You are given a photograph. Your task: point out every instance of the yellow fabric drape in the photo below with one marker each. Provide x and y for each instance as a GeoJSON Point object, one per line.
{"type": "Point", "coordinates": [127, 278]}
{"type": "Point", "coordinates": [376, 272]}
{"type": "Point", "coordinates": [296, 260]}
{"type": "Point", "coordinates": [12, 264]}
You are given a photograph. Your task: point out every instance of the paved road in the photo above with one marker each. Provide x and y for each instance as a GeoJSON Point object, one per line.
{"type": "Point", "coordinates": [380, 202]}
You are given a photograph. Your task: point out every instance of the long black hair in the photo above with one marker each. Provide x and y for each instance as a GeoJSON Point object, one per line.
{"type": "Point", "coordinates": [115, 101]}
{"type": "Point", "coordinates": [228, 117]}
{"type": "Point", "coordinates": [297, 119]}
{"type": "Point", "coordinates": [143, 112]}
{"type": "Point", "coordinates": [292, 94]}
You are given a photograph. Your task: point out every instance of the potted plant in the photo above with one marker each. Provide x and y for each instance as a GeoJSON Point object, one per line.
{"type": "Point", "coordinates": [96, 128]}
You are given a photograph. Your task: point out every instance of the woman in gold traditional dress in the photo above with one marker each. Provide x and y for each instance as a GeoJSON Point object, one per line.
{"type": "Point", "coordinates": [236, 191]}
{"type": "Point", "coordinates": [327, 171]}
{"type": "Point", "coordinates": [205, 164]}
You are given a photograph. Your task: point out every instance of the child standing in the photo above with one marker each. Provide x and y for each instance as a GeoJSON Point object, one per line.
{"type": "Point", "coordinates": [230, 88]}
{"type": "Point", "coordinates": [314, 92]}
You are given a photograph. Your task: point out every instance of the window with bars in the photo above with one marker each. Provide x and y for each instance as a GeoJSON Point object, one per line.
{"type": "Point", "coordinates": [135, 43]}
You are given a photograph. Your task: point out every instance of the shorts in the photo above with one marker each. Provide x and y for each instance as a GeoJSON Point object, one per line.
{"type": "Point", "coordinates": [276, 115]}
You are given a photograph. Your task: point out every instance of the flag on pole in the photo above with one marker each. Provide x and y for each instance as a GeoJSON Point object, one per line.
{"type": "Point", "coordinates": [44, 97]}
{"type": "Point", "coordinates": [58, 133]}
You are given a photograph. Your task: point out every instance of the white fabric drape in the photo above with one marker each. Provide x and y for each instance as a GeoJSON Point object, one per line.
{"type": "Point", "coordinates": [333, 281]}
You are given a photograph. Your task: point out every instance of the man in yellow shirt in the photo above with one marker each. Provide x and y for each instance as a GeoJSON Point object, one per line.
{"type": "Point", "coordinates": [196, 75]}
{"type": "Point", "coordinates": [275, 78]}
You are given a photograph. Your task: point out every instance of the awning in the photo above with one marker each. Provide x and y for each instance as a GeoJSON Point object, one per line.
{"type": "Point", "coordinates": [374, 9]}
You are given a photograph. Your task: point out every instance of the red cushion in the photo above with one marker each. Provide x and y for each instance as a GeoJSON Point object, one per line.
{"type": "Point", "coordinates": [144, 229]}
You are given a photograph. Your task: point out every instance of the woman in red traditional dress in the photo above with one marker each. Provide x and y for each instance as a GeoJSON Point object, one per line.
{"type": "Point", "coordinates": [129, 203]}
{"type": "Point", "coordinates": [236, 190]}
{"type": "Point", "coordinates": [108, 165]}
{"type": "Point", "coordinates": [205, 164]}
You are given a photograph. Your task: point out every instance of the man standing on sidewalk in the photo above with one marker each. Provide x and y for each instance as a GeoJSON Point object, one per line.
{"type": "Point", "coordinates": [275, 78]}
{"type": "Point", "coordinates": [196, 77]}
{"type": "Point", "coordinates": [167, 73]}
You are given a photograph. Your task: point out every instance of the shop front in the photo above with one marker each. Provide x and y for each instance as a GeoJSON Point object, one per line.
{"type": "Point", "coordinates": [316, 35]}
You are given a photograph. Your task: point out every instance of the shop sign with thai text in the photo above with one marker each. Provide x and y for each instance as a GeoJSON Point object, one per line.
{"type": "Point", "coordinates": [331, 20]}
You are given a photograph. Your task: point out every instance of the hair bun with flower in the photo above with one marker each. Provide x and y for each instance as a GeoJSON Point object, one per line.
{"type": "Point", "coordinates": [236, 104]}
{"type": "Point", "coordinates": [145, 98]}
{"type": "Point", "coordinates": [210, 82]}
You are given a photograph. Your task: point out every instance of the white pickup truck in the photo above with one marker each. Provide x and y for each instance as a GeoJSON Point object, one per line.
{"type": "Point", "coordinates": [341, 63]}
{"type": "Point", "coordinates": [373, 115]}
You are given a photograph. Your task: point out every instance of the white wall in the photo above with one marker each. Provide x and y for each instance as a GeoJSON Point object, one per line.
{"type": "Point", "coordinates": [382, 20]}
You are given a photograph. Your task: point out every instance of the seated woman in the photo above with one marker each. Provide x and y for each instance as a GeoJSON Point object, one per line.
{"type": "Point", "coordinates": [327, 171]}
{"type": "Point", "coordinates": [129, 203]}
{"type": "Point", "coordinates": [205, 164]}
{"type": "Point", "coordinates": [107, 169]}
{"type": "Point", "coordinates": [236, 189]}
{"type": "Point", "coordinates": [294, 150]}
####################
Restate the data above word for word.

You are given a photograph. Your task: point out every instance of the yellow fabric drape in the photo below with one marker each. Provide x and y for each instance as a GeoJSON Point object, one per line.
{"type": "Point", "coordinates": [127, 278]}
{"type": "Point", "coordinates": [376, 272]}
{"type": "Point", "coordinates": [296, 260]}
{"type": "Point", "coordinates": [12, 264]}
You are given a photograph. Your task: point out every instance of the paved road in the photo above with one marker each. Provide x and y for each instance as a GeoJSON Point object, one per line.
{"type": "Point", "coordinates": [380, 202]}
You are given a photograph. Your task: point out every instance of the long black hair in the photo above with one marker each. Provide x and y for each instance as a GeoJSON Point object, one per line.
{"type": "Point", "coordinates": [115, 101]}
{"type": "Point", "coordinates": [228, 117]}
{"type": "Point", "coordinates": [297, 119]}
{"type": "Point", "coordinates": [143, 112]}
{"type": "Point", "coordinates": [292, 94]}
You are given a photograph. Your task: point out every instance of the potted plant in the photo above with one marker each. Provide x and y for each instance as a GeoJSON Point object, one per line.
{"type": "Point", "coordinates": [96, 128]}
You are given a photograph. Your task: point out every instance of the woman in gold traditional dress in the photo above with one marker each. Provide x and y for each instance as a GeoJSON Point object, one per line.
{"type": "Point", "coordinates": [236, 191]}
{"type": "Point", "coordinates": [327, 171]}
{"type": "Point", "coordinates": [205, 164]}
You are given a photograph. Your task: point out every instance of the child standing in the photo above with one marker each. Provide x and y for each instance as a GeoJSON Point object, one per line.
{"type": "Point", "coordinates": [230, 88]}
{"type": "Point", "coordinates": [314, 92]}
You are given a photograph. Your task: point out every instance of the window with bars in the photo above with one marker each. Provide x and y for each instance as a GeoJSON Point object, one per line.
{"type": "Point", "coordinates": [135, 43]}
You are given a photograph. Your task: point out every instance of the shorts in the photo above with one marker each. Provide x and y for each instance as a GeoJSON Point object, one per line.
{"type": "Point", "coordinates": [276, 115]}
You are given a photograph. Your task: point out every instance of the flag on pole in the photo above with one marker each. Provide x and y for each instance as a GeoJSON Point object, one per line.
{"type": "Point", "coordinates": [44, 97]}
{"type": "Point", "coordinates": [58, 133]}
You are given a photograph. Your task: point out every instance of the white fabric drape in the photo above with one marker each. Provide x and y for each instance as a GeoJSON Point object, one per line.
{"type": "Point", "coordinates": [333, 281]}
You are given a photograph. Your task: point out every instance of the man in yellow shirt in the photo above with one marker each. Provide x and y for each instance as a GeoJSON Point object, one per line.
{"type": "Point", "coordinates": [196, 75]}
{"type": "Point", "coordinates": [275, 78]}
You are given a photograph. Your task: point out every instance of the awning in the photo above with one marker each. Provide x and y for each instance as a GeoJSON Point object, one per line.
{"type": "Point", "coordinates": [374, 9]}
You are given a photograph. Your task: point out every instance of the red cushion in the photo above with one marker each. Provide x and y for each instance as a GeoJSON Point object, one per line.
{"type": "Point", "coordinates": [144, 229]}
You are given a photograph. Your task: point out every instance of the woman in red traditional dress in the photo above with one marker each. Provide x and y for each instance as a GeoJSON Point object, one per line.
{"type": "Point", "coordinates": [129, 203]}
{"type": "Point", "coordinates": [236, 190]}
{"type": "Point", "coordinates": [108, 165]}
{"type": "Point", "coordinates": [205, 164]}
You are given a photograph. Your task: point out every instance of the man standing on sidewalk in the photo above with one marker each. Provide x and y for each instance as a GeoJSON Point object, one per line.
{"type": "Point", "coordinates": [275, 78]}
{"type": "Point", "coordinates": [196, 77]}
{"type": "Point", "coordinates": [167, 73]}
You are given a photograph. Your task: point out every instance of the shop front in the photo above with one marker each. Provide x and y for each instance as a GeoJSON Point object, one per line.
{"type": "Point", "coordinates": [316, 35]}
You are given a photograph. Your task: point out every instance of the shop sign with thai text in the photo above with one marker each. Provide x and y for each instance as a GeoJSON Point object, one per line.
{"type": "Point", "coordinates": [331, 20]}
You are given a photograph. Your task: point out every instance of the hair bun with flower in the photo above with one marker each. Provide x and y for each instance as a GeoJSON Point object, one per line.
{"type": "Point", "coordinates": [236, 104]}
{"type": "Point", "coordinates": [145, 98]}
{"type": "Point", "coordinates": [210, 82]}
You are given a photograph. Your task: point out every instance of the white pickup truck in the photo above with one marker each. Provide x and y for each instance as a GeoJSON Point object, one per line.
{"type": "Point", "coordinates": [341, 63]}
{"type": "Point", "coordinates": [373, 115]}
You are given a photograph. Your task: point out every instance of the white wall in the photo above with one marker each. Provide x and y for each instance as a GeoJSON Point object, one per line.
{"type": "Point", "coordinates": [382, 20]}
You are given a photograph. Your task: point out every instance of the seated woman in the photo above with one marker each. Provide x and y for each instance as a GeoJSON Point object, one per line.
{"type": "Point", "coordinates": [327, 171]}
{"type": "Point", "coordinates": [129, 203]}
{"type": "Point", "coordinates": [205, 164]}
{"type": "Point", "coordinates": [107, 169]}
{"type": "Point", "coordinates": [236, 189]}
{"type": "Point", "coordinates": [294, 150]}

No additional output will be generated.